■ **Task directions**
Retype the material below. Keep every word exactly as it is.

——————

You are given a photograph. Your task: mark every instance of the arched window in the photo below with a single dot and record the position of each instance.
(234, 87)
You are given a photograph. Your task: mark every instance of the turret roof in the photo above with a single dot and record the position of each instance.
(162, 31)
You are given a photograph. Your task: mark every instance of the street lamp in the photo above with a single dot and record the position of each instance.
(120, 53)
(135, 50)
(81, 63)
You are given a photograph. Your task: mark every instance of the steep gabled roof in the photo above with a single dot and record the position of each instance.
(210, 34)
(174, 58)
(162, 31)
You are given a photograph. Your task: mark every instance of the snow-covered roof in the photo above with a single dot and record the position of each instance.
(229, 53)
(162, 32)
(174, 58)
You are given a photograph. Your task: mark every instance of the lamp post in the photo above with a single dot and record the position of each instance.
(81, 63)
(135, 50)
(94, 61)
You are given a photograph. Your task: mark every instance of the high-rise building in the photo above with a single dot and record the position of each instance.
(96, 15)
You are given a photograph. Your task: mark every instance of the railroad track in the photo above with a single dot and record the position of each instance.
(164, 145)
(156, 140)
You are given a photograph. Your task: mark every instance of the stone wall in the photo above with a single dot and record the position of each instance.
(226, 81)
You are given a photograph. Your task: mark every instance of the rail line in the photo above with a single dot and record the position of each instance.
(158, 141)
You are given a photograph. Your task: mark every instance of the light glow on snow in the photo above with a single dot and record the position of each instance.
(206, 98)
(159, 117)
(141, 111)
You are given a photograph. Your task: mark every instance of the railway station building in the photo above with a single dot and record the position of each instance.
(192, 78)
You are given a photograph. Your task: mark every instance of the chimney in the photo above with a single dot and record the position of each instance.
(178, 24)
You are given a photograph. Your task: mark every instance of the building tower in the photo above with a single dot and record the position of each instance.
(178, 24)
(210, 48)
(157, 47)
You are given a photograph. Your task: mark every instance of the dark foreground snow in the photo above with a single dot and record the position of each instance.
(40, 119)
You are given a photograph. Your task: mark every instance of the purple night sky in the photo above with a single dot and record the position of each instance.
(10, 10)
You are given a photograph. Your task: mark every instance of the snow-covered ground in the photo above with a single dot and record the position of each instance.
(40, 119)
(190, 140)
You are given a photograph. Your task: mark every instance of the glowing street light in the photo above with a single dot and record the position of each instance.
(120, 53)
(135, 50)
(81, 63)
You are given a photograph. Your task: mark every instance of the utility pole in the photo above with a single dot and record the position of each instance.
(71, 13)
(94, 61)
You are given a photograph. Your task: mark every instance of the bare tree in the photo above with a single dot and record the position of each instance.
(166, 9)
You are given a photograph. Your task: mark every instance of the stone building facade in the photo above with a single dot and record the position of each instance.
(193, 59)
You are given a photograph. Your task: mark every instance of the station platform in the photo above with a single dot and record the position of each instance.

——————

■ **Output of the exercise**
You are given a photograph. Your task: mark every instance of the arched window in the photo below with a single dot and record the position of each instance.
(234, 87)
You are given a photograph. Your task: mark every instance of the turret roof in the photo above with a single dot and record the position of each instance.
(162, 31)
You are given a photograph. Your task: mark every instance of the street lamp in the photo above with a single dot and record the position of each instance.
(120, 53)
(135, 50)
(81, 63)
You are given a photograph. Your task: mark every instance of the steep gabled roof in the photo above with a single dot and record the position of each instance.
(210, 34)
(174, 58)
(162, 31)
You are given a photograph. Your task: mark every instance of the snow-covered roof in the photo above with a single dot and record the position of each instance.
(229, 53)
(162, 32)
(174, 58)
You are given a photograph. Your task: mark every instance of the lamp post in the photo above with a single dot and record the position of each instance.
(81, 63)
(135, 50)
(94, 61)
You are given a photograph. Your task: mark every instance of the high-rise building in the photo above with a single dot and record the position of each instance.
(96, 15)
You are given a photograph. Your task: mark every instance of the railroad track in the photo above with a single dot and record the position of each instance.
(164, 145)
(156, 140)
You are given a photograph. Your task: mark every instance of the stone wall in the photo above with a single dot and record the position of each instance.
(226, 81)
You are given a photograph. Your task: mark every instance of the rail line in the photo above with a single dot and record the position of each instance.
(158, 141)
You are given a photograph. Your task: mark every instance of the light glow on snow in the photo above with a single dot and record the position of each instance.
(206, 98)
(159, 117)
(141, 111)
You are given a photograph. Your task: mark every instance of the railway station building in the photo above with a single dot and record the position of each instance.
(192, 78)
You are given a photograph. Your task: mark every instance of the chimney in the photo above with a single dot and record the position of each instance.
(178, 24)
You are given a photograph. Your task: mark every instance of the building tower in the photo above with a single dot and record the position of each instance.
(178, 24)
(210, 48)
(157, 47)
You are given a photograph. Your task: mark every instance of the dark foreground snow in the photo above with a single dot and record the position of each instance.
(40, 119)
You are given a photograph. Your task: mark every instance of the purple night sky in the photo above with a single dot and record the position of each instance.
(10, 10)
You are given a photograph. Your task: mark every instance of the snow-covered ground in the photo above with a single dot and record the position of each instance.
(40, 119)
(190, 140)
You are given a photograph. Your task: mark every instance of the glowing street light in the photo above with a single dot and record the position of each instance.
(120, 53)
(135, 50)
(81, 63)
You are given a photograph. Your task: mark every instance of the utility pole in the photo above with a single dot and record the position of each instance.
(71, 13)
(94, 61)
You are given a photograph. Your task: mark every instance of the bare tree in the photo above with a single dot and record the position of each instance.
(166, 9)
You are given a photograph. Your task: mark every instance of the stone building facade in the photo above with a single dot and record the position of each instance.
(193, 59)
You are given a photograph. Your task: mark every instance of the station platform in the photo above with a single dot and record the position of each instance.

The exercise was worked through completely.